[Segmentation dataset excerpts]

————

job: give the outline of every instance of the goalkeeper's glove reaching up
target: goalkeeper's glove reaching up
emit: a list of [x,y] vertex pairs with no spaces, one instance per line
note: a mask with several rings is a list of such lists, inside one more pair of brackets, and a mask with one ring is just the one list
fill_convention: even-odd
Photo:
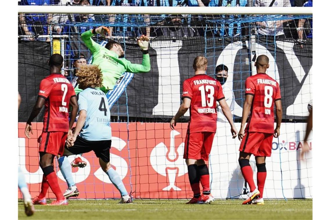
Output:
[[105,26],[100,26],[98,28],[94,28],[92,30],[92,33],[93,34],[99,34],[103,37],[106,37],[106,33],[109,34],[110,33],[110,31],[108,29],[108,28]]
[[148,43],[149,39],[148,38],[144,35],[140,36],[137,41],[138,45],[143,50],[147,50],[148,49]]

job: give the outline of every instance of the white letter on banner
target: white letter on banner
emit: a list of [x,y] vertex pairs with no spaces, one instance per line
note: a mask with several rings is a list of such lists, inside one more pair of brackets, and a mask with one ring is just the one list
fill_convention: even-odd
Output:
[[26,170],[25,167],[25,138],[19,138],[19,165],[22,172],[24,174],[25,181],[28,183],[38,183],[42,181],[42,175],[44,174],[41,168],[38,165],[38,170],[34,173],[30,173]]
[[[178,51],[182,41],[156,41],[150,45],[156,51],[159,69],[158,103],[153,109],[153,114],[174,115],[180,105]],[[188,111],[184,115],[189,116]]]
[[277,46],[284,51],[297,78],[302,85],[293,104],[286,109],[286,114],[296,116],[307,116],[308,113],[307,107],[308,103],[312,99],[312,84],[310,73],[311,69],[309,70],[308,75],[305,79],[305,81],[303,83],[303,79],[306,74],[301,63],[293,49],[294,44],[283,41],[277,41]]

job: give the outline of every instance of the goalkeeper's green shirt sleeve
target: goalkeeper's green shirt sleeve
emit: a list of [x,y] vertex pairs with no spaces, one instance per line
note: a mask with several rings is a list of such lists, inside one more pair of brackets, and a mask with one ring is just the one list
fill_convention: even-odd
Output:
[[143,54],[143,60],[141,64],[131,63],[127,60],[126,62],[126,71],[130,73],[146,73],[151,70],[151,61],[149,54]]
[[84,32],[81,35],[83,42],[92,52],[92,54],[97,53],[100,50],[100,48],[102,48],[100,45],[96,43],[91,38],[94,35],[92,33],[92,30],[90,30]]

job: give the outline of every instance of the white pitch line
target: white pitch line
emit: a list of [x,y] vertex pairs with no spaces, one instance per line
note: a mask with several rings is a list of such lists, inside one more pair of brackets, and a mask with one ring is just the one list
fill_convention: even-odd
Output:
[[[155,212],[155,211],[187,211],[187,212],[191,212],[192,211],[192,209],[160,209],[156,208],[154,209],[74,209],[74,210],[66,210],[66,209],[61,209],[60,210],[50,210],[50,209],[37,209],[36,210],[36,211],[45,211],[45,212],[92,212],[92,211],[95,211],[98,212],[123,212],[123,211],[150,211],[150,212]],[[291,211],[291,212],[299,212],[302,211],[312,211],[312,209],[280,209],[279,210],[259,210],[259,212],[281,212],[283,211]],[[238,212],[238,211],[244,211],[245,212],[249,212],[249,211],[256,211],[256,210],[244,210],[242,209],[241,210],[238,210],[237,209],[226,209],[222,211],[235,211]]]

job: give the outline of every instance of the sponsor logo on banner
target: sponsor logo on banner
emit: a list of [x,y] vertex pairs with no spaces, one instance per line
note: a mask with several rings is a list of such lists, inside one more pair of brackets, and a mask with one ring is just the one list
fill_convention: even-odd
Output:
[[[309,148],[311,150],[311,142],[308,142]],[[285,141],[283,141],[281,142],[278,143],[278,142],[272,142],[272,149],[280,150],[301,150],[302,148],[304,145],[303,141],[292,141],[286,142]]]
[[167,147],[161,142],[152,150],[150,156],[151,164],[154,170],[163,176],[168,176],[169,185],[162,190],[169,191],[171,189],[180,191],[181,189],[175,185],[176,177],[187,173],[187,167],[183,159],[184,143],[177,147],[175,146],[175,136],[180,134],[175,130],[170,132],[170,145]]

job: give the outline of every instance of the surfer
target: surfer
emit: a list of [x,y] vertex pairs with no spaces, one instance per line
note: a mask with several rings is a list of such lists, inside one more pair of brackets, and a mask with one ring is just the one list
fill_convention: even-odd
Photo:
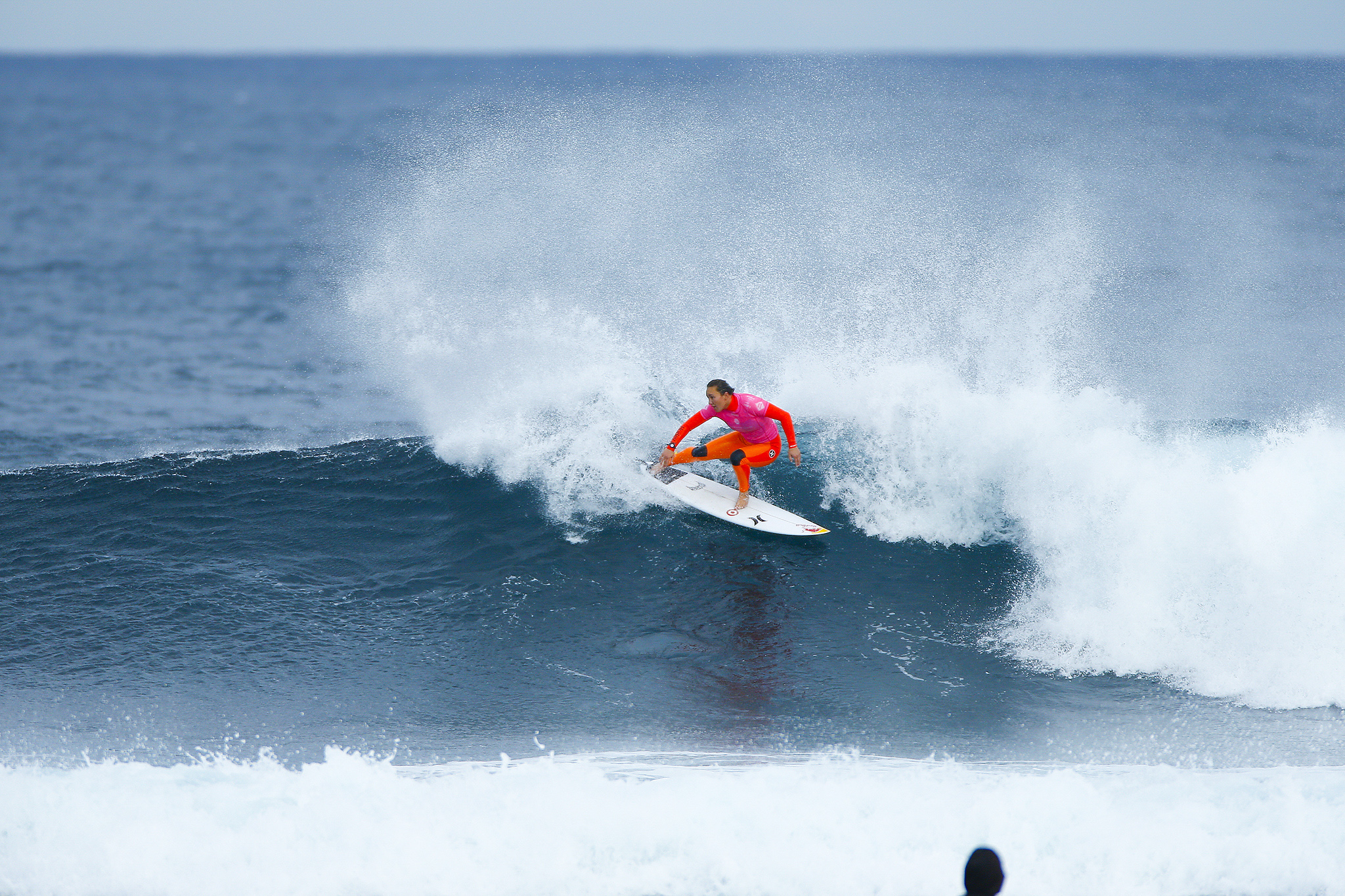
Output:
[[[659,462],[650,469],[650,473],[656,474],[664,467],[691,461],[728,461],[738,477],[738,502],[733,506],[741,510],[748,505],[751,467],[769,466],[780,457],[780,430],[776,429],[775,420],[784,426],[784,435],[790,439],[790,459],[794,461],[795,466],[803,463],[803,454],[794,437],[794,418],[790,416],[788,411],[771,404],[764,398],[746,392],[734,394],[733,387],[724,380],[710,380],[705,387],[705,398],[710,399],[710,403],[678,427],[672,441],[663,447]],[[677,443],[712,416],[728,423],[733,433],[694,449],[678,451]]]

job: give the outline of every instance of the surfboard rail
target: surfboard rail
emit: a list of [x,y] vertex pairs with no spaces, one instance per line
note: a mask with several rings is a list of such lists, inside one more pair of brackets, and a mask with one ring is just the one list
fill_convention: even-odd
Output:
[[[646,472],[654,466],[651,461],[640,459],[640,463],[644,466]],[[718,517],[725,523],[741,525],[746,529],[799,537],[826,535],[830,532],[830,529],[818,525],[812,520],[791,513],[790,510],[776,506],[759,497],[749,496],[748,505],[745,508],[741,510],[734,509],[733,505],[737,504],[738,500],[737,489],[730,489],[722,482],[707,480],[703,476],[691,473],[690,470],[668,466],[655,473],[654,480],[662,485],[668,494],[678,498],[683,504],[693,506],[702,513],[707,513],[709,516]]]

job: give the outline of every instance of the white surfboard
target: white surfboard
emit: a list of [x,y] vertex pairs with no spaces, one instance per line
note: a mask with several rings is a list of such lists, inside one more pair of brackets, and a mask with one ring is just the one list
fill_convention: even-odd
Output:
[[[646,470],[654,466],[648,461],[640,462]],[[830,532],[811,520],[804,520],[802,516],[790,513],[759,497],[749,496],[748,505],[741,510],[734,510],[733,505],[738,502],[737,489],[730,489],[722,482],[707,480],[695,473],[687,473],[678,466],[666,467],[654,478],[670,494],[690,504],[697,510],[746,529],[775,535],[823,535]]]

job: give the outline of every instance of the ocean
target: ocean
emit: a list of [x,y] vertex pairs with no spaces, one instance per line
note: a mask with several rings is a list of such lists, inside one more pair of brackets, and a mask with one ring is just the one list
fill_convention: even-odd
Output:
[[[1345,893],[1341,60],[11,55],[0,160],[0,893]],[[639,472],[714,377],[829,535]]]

————

Locate every line in the items above that contains the word "white" and copy each of those lines.

FULL SOLUTION.
job: give the outline of every instance of the white letter on banner
target: white letter on banner
job: give the outline of every instance of the white pitch line
target: white pitch line
job: give the outline of every instance of the white surfboard
target: white surfboard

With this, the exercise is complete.